DESCRIPTION OF THE TASK: Rewrite the material below, putting "place a marker" wherever "drop a point" appears and changing nothing else.
● ● ● ● ● ● ●
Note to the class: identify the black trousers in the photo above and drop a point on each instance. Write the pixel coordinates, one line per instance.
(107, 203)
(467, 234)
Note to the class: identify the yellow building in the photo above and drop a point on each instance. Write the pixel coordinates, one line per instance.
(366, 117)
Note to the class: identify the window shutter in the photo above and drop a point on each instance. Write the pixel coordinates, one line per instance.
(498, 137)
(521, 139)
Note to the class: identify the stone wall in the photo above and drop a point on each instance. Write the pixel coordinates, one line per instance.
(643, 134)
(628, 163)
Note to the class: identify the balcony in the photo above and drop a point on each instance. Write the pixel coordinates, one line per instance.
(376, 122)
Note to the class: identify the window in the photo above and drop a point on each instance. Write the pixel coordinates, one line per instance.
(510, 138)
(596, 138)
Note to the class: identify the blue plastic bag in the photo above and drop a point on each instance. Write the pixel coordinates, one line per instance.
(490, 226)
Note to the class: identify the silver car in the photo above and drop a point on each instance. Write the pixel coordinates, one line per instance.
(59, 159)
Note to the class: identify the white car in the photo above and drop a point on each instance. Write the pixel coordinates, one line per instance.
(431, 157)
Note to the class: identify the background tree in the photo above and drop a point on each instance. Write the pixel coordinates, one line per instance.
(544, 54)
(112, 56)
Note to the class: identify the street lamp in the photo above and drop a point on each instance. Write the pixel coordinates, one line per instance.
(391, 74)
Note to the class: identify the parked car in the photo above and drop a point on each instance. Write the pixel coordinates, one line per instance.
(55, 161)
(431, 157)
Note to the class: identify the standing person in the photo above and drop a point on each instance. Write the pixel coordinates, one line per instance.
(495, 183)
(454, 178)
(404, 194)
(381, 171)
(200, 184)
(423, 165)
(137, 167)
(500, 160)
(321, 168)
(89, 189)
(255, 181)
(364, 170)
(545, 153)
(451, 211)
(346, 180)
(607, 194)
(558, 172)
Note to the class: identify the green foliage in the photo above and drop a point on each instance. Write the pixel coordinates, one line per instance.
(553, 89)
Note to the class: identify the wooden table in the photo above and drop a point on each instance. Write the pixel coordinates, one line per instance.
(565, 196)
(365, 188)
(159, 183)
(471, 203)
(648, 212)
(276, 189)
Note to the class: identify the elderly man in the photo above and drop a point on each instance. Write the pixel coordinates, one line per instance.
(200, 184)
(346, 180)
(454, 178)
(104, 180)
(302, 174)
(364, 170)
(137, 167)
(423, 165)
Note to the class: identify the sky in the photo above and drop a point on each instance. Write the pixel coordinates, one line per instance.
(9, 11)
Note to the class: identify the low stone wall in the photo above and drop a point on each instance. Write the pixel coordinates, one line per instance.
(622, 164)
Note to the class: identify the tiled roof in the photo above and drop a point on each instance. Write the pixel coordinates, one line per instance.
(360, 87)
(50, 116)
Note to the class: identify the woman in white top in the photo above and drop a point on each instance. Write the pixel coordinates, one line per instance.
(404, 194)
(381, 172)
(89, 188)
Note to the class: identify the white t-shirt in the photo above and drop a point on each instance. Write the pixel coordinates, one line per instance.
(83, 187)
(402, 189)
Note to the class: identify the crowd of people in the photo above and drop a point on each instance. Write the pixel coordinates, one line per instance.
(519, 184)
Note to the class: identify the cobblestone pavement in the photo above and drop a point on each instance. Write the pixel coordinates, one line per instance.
● ● ● ● ● ● ●
SOLUTION TO THE EXERCISE:
Note to the class: identify the black trousers in the photo above and place a marker on each instance. Write the pixel coordinates, one line per instance.
(107, 203)
(467, 234)
Note to the class: identify the yellow building in the photo above and place a marker on each instance. Write the pixel coordinates, one line per instance.
(366, 117)
Note to the class: identify the window shutter in the photo above and place a marker on each instance. Write the pixel coordinates, one line per instance.
(498, 137)
(521, 139)
Note to the class: identify the stone wall in the photo above and place a marker on each instance. Write the pixel coordinates, one line per instance.
(643, 134)
(628, 163)
Note to the class: identify the balcony in the photo above and place a marker on each instance. Write the pixel coordinates, one line per instance.
(376, 122)
Note to the class: identify the window in the photo above and place a marker on each instance. Write the pixel coordinates, one line per instance.
(510, 138)
(596, 138)
Note to the class: identify the blue plastic bag in the photo above and place a marker on each instance. Write the pixel coordinates, one line per instance.
(490, 226)
Note to the class: identify the silver car in the photo above and place a marker on each instance. Write the pixel coordinates, one line per instance.
(59, 159)
Note to the class: identify the white car in the photo above and place a marker on each instance. Write the pixel coordinates, one line per instance.
(431, 157)
Note to the class: identify the background tree in the photo above and place a marker on each instance. Write the pixel coordinates, one line per instance.
(544, 54)
(112, 56)
Note to the class: identify the street lamp in the photo above and place a marker on each instance. Write the pixel coordinates, one line per instance.
(391, 74)
Note to the class: identify the parked car in the photo above and place a marker on each instance. Write the pixel coordinates, one line per instance.
(55, 161)
(431, 157)
Note to the class: identify the standing person in the photo above and place a marker on each instance. Write the pixel coordinates, one line per instance.
(495, 183)
(454, 178)
(404, 194)
(381, 171)
(200, 184)
(423, 165)
(137, 167)
(500, 160)
(321, 168)
(89, 189)
(255, 181)
(364, 170)
(545, 153)
(451, 211)
(346, 180)
(607, 194)
(558, 172)
Note to the class: identify the green foliage in the photo above and place a marker on each instance. Write the pixel coordinates, one line per instance.
(553, 89)
Note to the class: identify the wooden table in the photo above and place a marker on each instance. Write the pixel coordinates, one line per instance.
(565, 196)
(365, 188)
(159, 183)
(471, 203)
(648, 212)
(276, 189)
Note to the class: identify the elderly man in the photo above and place a marker on each instance. Write the pixel coordinates, one line per instance.
(200, 184)
(346, 180)
(454, 178)
(104, 180)
(302, 174)
(364, 170)
(137, 167)
(423, 165)
Note to the class: identify the sky in the photo above and place a marker on each instance. Write the pixel coordinates, one line per instance.
(9, 11)
Note to the class: identify the low stone wall in the photo above and place a marker on each instance. Write the pixel coordinates, one line per instance.
(622, 164)
Note to the class: identify the tiled roof in the photo above and place a marker on each instance. Write the pixel coordinates, one line per instance.
(360, 87)
(50, 116)
Note to the class: identify the woman in white top in the photo above and place a marker on each instance. Write the pixel coordinates, one line per instance.
(404, 194)
(381, 172)
(89, 188)
Note to the class: identify the white t-shirt in the photo above and place a marker on each instance. Write the pixel coordinates, one line per instance.
(83, 187)
(402, 189)
Note to the class: identify the crowd of people in the photo above and place a marker on each instance. Write the pixel coordinates, one line per instance.
(519, 184)
Note to the class: identify the cobblestone pavement in the photo above and place a marker on each instance. Write the pixel coordinates, one line per instance.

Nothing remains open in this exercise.